Task requirements
Quote the lines below exactly, from the one that holds "of the radio" through the final line of the records, and only those.

Information shown
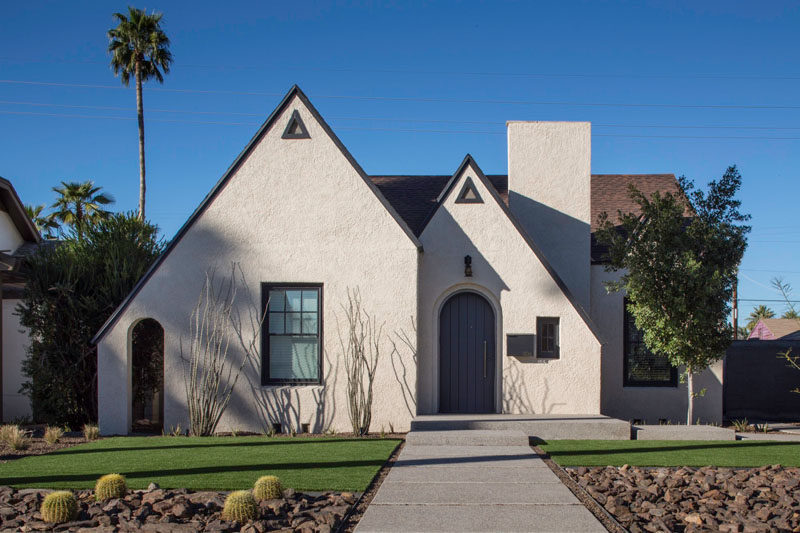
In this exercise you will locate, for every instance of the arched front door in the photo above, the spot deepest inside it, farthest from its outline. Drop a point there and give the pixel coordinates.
(466, 355)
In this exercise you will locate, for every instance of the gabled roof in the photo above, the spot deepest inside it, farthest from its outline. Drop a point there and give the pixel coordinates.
(293, 92)
(414, 197)
(11, 202)
(503, 204)
(781, 328)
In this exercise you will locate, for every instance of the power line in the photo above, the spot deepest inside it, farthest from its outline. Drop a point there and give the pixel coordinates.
(422, 99)
(539, 75)
(767, 270)
(395, 130)
(767, 300)
(386, 119)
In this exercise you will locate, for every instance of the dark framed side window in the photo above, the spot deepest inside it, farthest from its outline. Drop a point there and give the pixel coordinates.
(642, 368)
(547, 343)
(291, 335)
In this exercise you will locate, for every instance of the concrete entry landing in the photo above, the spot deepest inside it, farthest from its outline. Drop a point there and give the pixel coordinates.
(544, 427)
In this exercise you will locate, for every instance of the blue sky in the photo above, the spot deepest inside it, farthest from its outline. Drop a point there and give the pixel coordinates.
(555, 61)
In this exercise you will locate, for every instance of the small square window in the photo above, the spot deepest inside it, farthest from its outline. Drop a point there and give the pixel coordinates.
(547, 344)
(292, 336)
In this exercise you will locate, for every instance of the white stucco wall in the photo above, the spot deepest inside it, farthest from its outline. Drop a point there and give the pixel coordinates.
(508, 273)
(15, 342)
(647, 403)
(549, 190)
(296, 210)
(10, 238)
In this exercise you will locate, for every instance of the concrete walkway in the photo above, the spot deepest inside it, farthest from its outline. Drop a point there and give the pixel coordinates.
(463, 487)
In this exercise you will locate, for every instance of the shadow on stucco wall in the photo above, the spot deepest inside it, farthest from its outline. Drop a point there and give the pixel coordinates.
(517, 397)
(405, 342)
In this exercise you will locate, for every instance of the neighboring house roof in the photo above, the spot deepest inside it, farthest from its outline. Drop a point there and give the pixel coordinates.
(410, 200)
(10, 202)
(776, 328)
(414, 197)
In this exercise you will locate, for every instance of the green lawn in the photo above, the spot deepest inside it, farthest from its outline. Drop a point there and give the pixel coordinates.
(213, 463)
(672, 453)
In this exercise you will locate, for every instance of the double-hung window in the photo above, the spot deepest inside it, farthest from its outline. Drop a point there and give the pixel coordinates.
(641, 366)
(547, 345)
(292, 333)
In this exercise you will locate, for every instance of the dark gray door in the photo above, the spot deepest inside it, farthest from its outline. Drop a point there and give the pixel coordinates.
(466, 355)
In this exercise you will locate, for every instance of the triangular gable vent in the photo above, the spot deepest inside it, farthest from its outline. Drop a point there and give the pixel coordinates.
(295, 129)
(469, 194)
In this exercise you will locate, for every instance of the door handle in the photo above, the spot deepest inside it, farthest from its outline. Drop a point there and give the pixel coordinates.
(484, 359)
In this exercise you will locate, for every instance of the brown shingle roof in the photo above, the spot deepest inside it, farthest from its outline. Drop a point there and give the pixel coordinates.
(782, 327)
(610, 192)
(414, 197)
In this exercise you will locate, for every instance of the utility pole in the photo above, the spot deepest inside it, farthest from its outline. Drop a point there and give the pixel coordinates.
(736, 310)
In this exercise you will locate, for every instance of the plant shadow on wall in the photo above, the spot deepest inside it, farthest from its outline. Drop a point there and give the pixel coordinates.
(211, 370)
(361, 351)
(402, 342)
(517, 393)
(280, 404)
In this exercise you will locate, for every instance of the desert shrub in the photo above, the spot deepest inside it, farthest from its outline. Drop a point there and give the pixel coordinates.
(240, 506)
(267, 488)
(59, 507)
(15, 437)
(5, 432)
(53, 434)
(72, 289)
(110, 486)
(91, 432)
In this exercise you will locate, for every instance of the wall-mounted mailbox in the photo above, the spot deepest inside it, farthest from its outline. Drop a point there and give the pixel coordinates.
(520, 345)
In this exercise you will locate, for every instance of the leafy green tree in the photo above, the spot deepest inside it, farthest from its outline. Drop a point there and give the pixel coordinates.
(762, 311)
(45, 224)
(139, 48)
(680, 255)
(72, 289)
(792, 361)
(80, 205)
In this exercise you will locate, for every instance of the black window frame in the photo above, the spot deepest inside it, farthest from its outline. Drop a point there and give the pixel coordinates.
(266, 287)
(672, 382)
(541, 322)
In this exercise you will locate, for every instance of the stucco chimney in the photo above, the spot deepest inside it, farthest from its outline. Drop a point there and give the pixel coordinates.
(549, 185)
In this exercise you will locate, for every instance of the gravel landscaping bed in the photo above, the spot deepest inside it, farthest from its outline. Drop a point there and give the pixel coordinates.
(696, 499)
(180, 510)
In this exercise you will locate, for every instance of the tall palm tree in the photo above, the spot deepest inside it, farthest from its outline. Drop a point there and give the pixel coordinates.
(80, 204)
(44, 223)
(139, 47)
(762, 311)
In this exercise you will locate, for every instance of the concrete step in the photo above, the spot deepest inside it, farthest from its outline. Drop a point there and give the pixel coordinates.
(474, 437)
(676, 432)
(544, 427)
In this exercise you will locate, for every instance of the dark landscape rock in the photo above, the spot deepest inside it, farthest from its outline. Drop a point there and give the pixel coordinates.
(748, 500)
(166, 511)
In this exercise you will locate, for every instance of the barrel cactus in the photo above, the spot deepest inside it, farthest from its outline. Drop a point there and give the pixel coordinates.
(110, 486)
(267, 488)
(59, 507)
(240, 506)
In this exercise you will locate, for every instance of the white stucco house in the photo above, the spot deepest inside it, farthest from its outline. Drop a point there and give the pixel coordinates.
(494, 279)
(18, 237)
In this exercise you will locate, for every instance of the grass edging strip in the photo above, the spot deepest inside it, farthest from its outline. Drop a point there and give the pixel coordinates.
(356, 511)
(608, 521)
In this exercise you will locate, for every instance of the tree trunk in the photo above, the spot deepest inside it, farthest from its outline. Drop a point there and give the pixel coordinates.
(690, 388)
(140, 116)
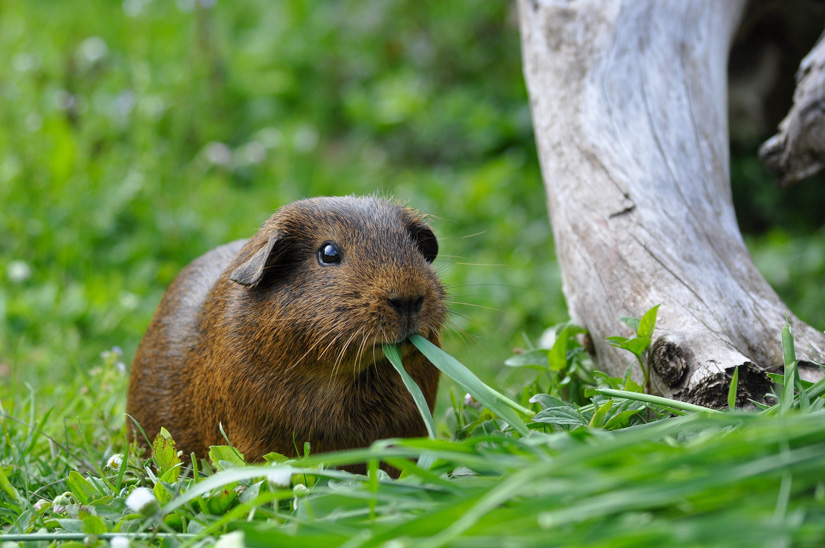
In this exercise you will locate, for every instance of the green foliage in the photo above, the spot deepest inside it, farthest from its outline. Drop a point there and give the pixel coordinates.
(639, 344)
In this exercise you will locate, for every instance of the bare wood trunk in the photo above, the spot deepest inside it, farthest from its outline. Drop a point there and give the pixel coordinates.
(798, 150)
(629, 107)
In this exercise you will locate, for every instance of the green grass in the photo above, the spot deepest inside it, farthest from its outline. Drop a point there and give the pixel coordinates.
(135, 136)
(615, 472)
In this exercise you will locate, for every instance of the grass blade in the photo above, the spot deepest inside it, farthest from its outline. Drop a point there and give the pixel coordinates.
(657, 400)
(393, 354)
(732, 391)
(786, 401)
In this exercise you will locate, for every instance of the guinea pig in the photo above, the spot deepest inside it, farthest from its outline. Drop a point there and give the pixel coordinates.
(279, 337)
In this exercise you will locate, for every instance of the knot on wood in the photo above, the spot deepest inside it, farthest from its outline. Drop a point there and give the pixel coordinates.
(712, 391)
(669, 361)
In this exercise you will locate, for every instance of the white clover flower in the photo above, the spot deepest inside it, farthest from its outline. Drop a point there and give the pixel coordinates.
(119, 542)
(61, 503)
(279, 477)
(18, 271)
(141, 500)
(115, 462)
(234, 539)
(300, 491)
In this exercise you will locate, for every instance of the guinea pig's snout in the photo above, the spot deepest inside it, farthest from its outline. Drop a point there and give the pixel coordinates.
(406, 306)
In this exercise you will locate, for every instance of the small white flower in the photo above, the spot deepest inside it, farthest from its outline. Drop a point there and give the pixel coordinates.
(141, 500)
(279, 477)
(231, 540)
(115, 461)
(119, 542)
(61, 503)
(300, 491)
(18, 271)
(470, 401)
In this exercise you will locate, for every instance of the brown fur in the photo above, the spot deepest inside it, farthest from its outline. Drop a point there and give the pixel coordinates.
(258, 335)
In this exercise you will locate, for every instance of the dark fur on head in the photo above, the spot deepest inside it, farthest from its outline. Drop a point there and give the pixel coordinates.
(283, 346)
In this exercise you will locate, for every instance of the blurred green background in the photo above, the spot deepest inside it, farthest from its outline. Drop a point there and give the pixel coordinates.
(136, 135)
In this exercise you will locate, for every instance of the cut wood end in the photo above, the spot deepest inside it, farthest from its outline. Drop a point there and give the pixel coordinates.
(712, 391)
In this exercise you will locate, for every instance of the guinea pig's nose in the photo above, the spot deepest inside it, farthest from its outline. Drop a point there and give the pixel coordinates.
(406, 306)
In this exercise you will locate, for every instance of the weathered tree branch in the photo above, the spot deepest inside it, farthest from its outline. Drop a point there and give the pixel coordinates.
(629, 107)
(798, 150)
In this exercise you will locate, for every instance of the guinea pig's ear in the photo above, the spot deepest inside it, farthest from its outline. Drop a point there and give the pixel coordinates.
(426, 240)
(252, 270)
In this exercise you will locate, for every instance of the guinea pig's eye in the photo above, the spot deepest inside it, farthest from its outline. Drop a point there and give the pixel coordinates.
(329, 254)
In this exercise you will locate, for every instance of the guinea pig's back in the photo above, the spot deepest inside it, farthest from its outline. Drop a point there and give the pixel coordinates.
(173, 333)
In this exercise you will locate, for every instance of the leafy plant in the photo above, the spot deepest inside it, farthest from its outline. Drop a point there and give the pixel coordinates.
(639, 344)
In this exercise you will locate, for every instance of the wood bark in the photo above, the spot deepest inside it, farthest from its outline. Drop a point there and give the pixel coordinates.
(798, 150)
(628, 99)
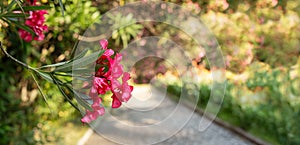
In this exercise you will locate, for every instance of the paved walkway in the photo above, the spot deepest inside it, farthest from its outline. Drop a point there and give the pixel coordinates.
(151, 118)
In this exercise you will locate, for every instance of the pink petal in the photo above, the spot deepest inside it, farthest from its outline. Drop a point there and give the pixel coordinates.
(103, 43)
(116, 103)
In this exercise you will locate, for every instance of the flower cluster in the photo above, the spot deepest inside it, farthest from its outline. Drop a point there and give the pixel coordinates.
(36, 21)
(106, 79)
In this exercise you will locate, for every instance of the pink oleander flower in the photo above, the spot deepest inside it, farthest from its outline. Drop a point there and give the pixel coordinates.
(101, 85)
(116, 68)
(105, 79)
(121, 92)
(36, 21)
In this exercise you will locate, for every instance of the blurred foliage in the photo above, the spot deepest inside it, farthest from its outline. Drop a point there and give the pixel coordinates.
(126, 28)
(259, 38)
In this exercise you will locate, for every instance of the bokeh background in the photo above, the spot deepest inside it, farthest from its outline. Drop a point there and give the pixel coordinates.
(260, 41)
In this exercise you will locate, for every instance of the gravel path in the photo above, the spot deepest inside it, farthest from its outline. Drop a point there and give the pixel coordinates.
(150, 118)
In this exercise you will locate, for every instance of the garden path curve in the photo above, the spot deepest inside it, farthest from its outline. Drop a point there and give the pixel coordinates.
(189, 134)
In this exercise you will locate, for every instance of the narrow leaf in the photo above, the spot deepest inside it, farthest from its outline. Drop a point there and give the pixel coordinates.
(61, 6)
(78, 63)
(41, 92)
(63, 92)
(45, 76)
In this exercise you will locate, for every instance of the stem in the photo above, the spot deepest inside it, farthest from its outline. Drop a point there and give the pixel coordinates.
(16, 60)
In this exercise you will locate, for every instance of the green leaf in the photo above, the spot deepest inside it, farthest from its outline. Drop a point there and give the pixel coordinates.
(78, 63)
(45, 76)
(11, 4)
(54, 65)
(41, 91)
(32, 8)
(63, 92)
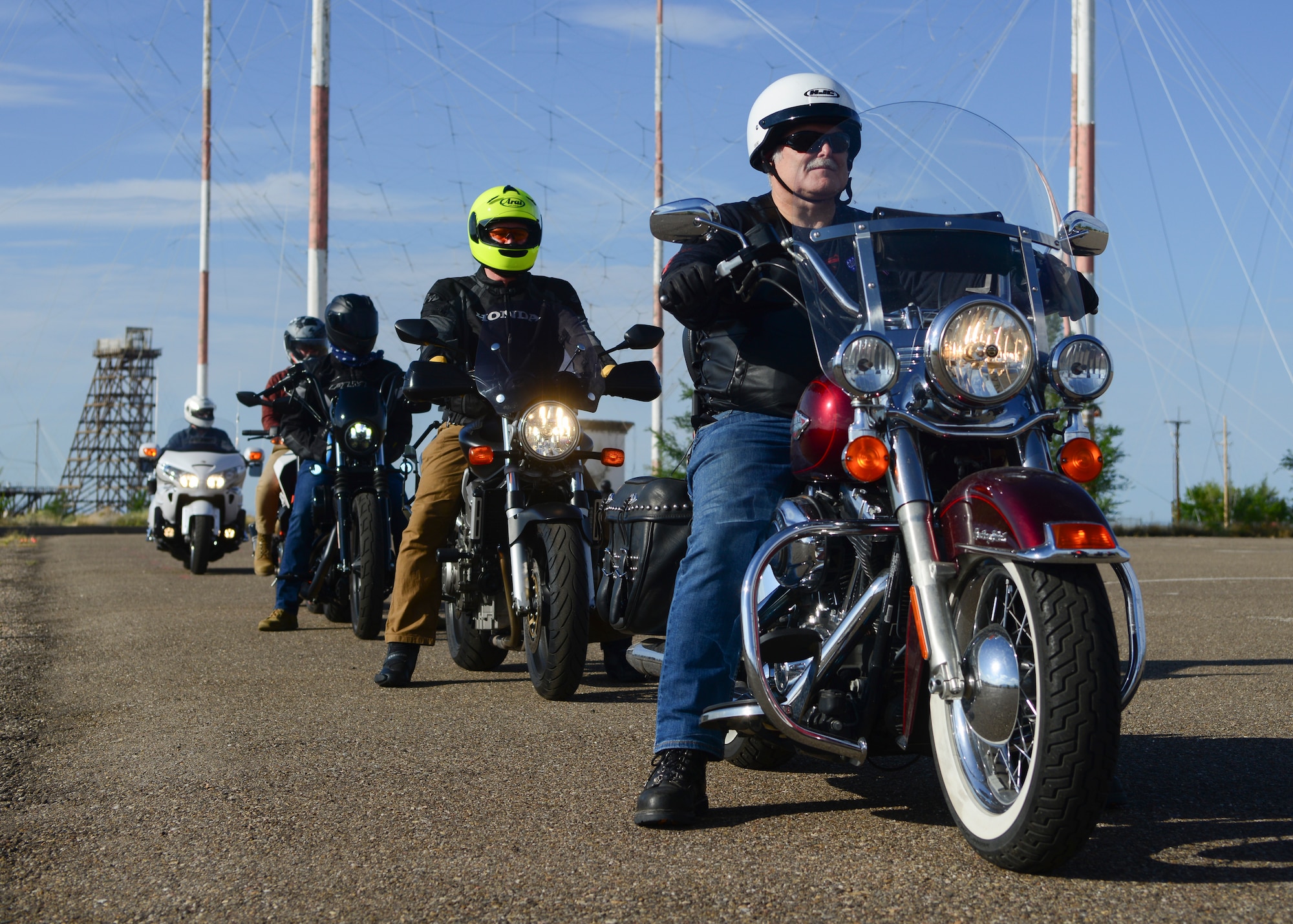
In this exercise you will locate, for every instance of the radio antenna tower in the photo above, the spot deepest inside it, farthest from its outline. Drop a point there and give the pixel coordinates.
(102, 470)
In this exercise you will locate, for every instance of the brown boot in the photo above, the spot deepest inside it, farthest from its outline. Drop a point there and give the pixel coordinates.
(263, 564)
(280, 620)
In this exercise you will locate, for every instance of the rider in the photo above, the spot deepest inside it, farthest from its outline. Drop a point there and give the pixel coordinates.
(305, 337)
(753, 360)
(351, 323)
(504, 299)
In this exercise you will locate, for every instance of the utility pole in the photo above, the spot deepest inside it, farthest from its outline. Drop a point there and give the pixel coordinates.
(1082, 151)
(316, 266)
(1225, 470)
(1176, 466)
(205, 231)
(657, 264)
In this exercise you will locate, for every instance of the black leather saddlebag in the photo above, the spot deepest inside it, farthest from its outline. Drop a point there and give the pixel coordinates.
(647, 524)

Correct answer
In this exercise you will locate, for every instance of the radio antenna tower in the photo above, the spot deepest inside it, farthest from its outline. Drop a point there and give the pixel coordinates.
(102, 470)
In this exercise you will locate, for every instance of the brown boot in the photo above, the spot deepest inside it, farthest from its outline. Drop a point there and give the pixel coordinates.
(263, 564)
(280, 620)
In this exercise you will locate, for every instance of the rider in the photo above, the spot deepest inside it, farthest from its outline. Drop a point there and give the pixel coordinates.
(305, 337)
(753, 360)
(351, 323)
(504, 299)
In this exercise you will locate, for every instance of the utility pole in the photo above, the spot deepest inside it, farthest from its outline. Drop a point there and give the pixel coordinates.
(1082, 151)
(316, 266)
(1225, 470)
(1176, 466)
(205, 231)
(657, 264)
In this exercise you will locate, for every instance of the black leather saddlebag in the photo above, the spot deepest inside it, farthest from its outline. Drop a point there and give the pixel coordinates.
(647, 524)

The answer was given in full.